■ Metin alıntısı:
▽

Acıdılar da yarım düzine attılar

Üçüncü kalite futbolcularla gideceğin Antep, yiyeceğin pekmez. Biz hâlâ hakem eleştirileriyle ömür tüketmeye devam edelim.

REAL MADRİD: 6 GALATASARAY: 0

Dilimde tüy, printerım'ın kartuşunda mürekkep bitti ama bir kez daha söyleyeceğim:

Rakipten adam eksiltmeden sonuca gidemezsiiin...

Bunu Galatasaray'da en iyi yapacak adam kim?

Emre, değil mi?

E nerede?..

Haaa, Real Madrid'i bu maçta yenmeye yeter miydi?

Yetmezdi.

Ama ne olurdu?

Daha heyecanlı bir maç izlerdik...

***

Bunun en canlı örneği dördüncü golde görüldü. Üç farkla yenik olan takım atağa kalkacakken geri pas verilir mi? Hele bunu bile beceremiyorsan, yersin tabii...

△

■ Yönergeler:
• a. Real Madrid–Galatasaray maçı yazısına göre şu soruları yanıtlayın:
(i) Maç hangi skorla bitti?
(ii) Rakipten adam eksiltmeyi Galatasaray'da en iyi kimin yapacağı söyleniyor?
(iii) Dördüncü golden önce üç farkla yenik olan takım atağa kalkacakken ne yaptı?
• b. Real Madrid–Galatasaray maçı yazısını son cümlesinden sonra sürdürün.

■ Bir koleksiyondan saklanan öğeler:
▽

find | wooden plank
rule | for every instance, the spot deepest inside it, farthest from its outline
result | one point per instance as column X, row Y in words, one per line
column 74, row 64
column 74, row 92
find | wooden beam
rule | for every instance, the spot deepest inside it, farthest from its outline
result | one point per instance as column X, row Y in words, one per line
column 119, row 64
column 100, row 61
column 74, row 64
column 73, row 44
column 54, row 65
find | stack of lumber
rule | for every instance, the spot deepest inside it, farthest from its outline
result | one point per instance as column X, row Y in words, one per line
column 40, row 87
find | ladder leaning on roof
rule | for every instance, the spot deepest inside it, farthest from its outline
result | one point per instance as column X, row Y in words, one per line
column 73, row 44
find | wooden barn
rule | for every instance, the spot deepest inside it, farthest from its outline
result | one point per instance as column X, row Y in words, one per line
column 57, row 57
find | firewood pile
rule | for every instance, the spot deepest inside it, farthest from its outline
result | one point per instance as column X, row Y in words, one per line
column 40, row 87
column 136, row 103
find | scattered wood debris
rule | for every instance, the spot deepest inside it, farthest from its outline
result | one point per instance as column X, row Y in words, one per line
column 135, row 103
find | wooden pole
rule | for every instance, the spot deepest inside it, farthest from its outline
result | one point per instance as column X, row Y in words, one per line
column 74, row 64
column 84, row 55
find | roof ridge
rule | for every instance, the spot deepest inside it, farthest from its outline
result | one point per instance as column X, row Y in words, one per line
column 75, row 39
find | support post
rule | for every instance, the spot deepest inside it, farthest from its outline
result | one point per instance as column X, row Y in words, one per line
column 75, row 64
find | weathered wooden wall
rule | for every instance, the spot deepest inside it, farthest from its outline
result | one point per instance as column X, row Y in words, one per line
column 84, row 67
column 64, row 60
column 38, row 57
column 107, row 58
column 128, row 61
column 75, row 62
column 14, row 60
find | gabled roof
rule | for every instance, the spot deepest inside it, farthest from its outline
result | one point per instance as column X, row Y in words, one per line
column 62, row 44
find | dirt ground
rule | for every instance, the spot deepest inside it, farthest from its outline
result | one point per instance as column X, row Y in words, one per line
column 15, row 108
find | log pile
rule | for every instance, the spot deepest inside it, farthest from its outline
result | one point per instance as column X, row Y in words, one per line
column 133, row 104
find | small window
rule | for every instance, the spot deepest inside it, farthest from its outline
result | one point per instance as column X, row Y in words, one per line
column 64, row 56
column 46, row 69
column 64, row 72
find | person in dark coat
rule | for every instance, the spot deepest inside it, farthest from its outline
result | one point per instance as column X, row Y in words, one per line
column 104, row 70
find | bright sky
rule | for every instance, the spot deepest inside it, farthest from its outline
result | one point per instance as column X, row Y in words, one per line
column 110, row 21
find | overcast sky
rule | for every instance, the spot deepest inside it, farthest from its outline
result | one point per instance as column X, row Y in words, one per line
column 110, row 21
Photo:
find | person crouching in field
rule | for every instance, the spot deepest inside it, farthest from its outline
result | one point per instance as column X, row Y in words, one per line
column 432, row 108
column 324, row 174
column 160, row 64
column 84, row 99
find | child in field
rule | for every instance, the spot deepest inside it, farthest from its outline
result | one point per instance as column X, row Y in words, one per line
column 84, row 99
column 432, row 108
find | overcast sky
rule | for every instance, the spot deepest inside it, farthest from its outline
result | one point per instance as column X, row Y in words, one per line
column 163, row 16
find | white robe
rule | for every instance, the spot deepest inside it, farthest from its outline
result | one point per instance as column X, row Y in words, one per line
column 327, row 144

△

■ Beklenen yanıtlar:
• a.
(i) Real Madrid 6, Galatasaray 0.
(ii) Emre.
(iii) Geri pas verdi.

• b.
Neyse, bunun bir de ikinci yarısı var. Elin adamı dört atarsa, biz neden beş atmayalım?

Tevekkel taal Allah...

***

Bu Zeynettin de ne vicdansız adammış kardeşim.

Yahu dört atmışsın; hâlâ ne demeye pres yaptırıyorsun adamlarına? Oynamaktan helak oldu çocuklar. Yazıktır, günahtır kardeşim...

"Zeynettin de kim" demeyin lütfen. Zinedin diye arap ismi olur mu hiç. Zeynettin işte...

***

Maçın sonları geliyor. Hâlâ iki durum değişmiyor:

1) Taç Real Madrid'de.

2) Top Real Madrid'de...

"Peki beş golü nasıl atacağız" dedik ya; mesaj evsahibine gitmiş. Beşi onlar attı. Ve işte altı da geldi...

***

Her şey bir yana da, bu 18 yaşındaki Rodrigo on dakikada hankı ara o muhteşem konçertoyu besteledi; anlamadım doğrusu...

Haaa, bir şey daha var:

Neden kimse hakemi eleştirmiyor?

Hadi verin bakalım cevabı...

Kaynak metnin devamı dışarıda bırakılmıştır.